Exercise input start
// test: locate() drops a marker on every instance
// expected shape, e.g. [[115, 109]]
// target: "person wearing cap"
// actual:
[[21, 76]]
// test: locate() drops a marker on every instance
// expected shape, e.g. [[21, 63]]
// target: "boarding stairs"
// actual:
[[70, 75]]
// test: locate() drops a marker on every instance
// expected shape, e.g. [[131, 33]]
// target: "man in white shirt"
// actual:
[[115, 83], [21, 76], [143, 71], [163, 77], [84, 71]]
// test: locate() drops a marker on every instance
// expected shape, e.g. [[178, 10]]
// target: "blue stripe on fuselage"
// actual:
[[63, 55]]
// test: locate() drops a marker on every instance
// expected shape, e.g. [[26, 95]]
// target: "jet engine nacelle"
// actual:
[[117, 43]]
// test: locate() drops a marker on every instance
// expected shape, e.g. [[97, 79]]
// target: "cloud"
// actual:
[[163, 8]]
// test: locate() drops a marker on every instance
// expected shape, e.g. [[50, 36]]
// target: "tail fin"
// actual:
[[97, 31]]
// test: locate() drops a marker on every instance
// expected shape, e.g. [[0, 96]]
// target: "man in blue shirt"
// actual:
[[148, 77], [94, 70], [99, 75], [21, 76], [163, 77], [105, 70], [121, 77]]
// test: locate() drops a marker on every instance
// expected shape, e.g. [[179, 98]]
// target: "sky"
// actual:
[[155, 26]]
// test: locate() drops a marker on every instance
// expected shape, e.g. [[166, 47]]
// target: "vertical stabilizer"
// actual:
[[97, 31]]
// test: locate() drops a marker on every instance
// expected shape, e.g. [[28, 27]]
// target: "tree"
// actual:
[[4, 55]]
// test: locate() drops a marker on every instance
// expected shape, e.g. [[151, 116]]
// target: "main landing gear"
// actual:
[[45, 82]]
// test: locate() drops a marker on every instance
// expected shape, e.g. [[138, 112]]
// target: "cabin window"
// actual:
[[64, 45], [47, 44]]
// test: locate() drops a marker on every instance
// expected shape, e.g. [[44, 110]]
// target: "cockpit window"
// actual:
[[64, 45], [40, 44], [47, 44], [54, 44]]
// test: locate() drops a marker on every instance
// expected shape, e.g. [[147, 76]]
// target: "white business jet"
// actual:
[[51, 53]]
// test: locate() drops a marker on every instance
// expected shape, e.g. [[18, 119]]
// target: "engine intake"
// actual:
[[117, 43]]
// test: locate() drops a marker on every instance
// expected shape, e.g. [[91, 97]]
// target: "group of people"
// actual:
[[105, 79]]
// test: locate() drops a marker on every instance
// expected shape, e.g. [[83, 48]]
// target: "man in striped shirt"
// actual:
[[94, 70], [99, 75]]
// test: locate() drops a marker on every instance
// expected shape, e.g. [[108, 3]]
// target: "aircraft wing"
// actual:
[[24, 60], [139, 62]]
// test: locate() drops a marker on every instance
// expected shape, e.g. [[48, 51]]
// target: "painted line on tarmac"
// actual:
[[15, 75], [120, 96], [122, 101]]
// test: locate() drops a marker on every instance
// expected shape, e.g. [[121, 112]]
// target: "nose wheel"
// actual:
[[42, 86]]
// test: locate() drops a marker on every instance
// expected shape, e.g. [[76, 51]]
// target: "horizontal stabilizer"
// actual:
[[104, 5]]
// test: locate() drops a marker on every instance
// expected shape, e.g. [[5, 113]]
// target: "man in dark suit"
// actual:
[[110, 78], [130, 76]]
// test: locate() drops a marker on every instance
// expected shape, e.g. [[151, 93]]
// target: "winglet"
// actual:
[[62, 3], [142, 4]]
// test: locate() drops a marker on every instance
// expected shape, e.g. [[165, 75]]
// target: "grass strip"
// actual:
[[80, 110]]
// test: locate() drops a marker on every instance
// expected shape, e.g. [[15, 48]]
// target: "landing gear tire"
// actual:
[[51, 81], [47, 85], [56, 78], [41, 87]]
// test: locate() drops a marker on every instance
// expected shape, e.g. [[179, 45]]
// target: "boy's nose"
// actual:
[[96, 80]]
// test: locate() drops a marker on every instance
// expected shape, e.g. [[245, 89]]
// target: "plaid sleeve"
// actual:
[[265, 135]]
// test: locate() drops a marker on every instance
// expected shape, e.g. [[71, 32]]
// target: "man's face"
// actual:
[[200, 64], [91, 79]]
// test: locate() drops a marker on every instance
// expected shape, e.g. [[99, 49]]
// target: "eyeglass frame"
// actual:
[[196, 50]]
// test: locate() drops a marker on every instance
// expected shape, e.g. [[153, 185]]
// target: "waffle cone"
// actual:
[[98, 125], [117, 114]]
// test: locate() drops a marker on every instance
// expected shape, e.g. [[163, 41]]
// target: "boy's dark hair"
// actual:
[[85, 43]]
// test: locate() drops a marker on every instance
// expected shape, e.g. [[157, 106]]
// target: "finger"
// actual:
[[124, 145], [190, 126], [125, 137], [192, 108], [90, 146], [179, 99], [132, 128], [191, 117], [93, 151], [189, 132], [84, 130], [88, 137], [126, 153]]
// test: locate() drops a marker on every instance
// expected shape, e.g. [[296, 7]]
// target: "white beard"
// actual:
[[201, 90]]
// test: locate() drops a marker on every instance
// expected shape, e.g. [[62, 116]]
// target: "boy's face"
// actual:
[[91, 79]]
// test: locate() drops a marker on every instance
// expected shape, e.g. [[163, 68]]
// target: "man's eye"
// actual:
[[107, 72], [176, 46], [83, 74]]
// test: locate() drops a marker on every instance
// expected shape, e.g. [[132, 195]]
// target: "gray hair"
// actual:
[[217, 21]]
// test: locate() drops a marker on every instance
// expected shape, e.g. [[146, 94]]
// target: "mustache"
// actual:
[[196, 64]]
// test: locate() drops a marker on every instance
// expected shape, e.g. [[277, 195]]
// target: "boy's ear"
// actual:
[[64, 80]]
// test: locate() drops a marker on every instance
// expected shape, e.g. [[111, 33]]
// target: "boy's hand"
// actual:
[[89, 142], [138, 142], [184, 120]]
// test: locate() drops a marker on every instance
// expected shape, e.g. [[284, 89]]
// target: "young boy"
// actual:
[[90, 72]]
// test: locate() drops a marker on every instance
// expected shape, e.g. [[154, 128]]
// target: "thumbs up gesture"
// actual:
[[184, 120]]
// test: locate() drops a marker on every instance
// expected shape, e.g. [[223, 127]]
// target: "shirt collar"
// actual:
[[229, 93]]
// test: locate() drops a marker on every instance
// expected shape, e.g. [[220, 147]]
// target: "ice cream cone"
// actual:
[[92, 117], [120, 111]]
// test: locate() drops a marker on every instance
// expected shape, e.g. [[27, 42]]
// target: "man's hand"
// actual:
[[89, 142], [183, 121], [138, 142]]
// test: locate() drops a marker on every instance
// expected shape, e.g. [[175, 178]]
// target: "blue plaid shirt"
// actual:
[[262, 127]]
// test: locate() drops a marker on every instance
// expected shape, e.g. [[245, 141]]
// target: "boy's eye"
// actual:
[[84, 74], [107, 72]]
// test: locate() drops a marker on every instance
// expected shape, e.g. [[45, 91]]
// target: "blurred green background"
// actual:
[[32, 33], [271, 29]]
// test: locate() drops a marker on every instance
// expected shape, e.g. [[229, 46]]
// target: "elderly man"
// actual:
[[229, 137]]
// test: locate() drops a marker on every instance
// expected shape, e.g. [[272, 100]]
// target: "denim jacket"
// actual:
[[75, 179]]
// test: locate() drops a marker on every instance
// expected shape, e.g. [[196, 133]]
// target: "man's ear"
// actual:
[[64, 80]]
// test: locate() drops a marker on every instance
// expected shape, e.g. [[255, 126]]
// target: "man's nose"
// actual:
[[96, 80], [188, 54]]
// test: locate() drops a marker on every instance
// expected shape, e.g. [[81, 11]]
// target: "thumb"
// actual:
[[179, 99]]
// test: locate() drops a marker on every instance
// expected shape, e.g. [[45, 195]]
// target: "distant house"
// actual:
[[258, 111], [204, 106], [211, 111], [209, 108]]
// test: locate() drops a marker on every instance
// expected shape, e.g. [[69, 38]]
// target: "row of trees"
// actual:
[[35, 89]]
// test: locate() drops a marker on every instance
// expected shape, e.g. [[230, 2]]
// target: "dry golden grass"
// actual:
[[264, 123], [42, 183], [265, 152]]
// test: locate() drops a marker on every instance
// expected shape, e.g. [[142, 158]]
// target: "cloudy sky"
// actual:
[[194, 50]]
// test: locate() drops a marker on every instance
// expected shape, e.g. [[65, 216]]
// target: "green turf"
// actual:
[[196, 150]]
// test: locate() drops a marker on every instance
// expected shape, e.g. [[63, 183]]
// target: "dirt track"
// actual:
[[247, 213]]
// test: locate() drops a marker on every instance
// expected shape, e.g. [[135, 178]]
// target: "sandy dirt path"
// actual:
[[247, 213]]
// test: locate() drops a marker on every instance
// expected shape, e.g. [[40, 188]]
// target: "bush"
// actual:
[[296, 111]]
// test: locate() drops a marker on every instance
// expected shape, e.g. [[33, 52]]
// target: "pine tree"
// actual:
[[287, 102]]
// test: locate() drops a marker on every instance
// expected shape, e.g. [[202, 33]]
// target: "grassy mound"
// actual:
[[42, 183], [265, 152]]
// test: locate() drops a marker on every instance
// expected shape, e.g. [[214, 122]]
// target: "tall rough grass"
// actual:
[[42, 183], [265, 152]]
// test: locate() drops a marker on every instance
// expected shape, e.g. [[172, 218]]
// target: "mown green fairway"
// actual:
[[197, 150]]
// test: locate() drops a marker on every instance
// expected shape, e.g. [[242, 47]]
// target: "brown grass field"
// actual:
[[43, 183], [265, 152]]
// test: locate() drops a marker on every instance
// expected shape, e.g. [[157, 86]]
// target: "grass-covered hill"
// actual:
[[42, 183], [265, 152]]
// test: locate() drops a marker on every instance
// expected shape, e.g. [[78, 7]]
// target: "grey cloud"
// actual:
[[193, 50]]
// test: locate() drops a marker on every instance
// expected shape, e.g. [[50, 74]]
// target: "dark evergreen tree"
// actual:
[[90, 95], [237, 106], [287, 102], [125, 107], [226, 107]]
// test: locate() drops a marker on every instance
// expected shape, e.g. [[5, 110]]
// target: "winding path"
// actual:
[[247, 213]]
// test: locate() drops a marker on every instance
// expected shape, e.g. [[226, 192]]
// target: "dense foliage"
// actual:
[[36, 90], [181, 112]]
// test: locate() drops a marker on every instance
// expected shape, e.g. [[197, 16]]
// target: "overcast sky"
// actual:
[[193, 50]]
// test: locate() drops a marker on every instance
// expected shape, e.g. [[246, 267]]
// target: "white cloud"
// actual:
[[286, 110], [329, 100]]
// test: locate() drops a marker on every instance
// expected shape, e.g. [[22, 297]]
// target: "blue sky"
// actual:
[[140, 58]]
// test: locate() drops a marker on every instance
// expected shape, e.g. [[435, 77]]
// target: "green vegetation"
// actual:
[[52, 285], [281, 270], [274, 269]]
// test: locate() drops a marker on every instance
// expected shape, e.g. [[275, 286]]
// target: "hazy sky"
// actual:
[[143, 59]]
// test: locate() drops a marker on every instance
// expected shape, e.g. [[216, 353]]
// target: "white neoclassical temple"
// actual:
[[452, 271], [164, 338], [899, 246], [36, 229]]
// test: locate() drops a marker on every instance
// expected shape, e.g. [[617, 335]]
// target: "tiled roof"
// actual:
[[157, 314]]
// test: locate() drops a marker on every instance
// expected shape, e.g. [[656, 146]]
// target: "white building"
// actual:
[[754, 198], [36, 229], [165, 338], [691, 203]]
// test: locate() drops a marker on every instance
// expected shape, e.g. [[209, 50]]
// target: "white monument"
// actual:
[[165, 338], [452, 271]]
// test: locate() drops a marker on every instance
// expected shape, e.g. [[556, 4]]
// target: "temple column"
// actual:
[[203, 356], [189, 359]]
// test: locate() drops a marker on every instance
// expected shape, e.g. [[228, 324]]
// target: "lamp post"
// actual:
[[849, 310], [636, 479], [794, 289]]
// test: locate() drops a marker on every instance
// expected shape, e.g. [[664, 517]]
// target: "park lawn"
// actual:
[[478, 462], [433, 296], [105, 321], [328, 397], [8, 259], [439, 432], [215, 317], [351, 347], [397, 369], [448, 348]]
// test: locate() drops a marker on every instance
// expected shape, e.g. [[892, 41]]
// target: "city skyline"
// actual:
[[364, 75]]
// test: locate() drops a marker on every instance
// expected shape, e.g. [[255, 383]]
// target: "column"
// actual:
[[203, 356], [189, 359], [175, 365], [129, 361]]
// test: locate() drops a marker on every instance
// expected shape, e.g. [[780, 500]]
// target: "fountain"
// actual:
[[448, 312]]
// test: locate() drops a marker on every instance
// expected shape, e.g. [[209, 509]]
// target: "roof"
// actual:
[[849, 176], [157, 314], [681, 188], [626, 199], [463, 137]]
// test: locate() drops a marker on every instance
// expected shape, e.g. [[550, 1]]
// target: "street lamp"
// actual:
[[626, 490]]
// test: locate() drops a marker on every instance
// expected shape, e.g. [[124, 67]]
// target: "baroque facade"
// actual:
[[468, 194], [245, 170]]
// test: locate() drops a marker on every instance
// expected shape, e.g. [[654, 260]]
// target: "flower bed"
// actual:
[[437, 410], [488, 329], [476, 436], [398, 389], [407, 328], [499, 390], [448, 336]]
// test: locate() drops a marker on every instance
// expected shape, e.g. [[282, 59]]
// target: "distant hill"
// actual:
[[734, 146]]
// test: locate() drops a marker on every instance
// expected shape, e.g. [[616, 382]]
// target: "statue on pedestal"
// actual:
Exercise input end
Collect every line in the records that contains the word "white", matching case exactly.

// target: "man in white shirt"
// target: "white business jet"
// target: "white beard"
// target: "white cloud"
// target: "white neoclassical temple"
// target: "white building"
// target: "white monument"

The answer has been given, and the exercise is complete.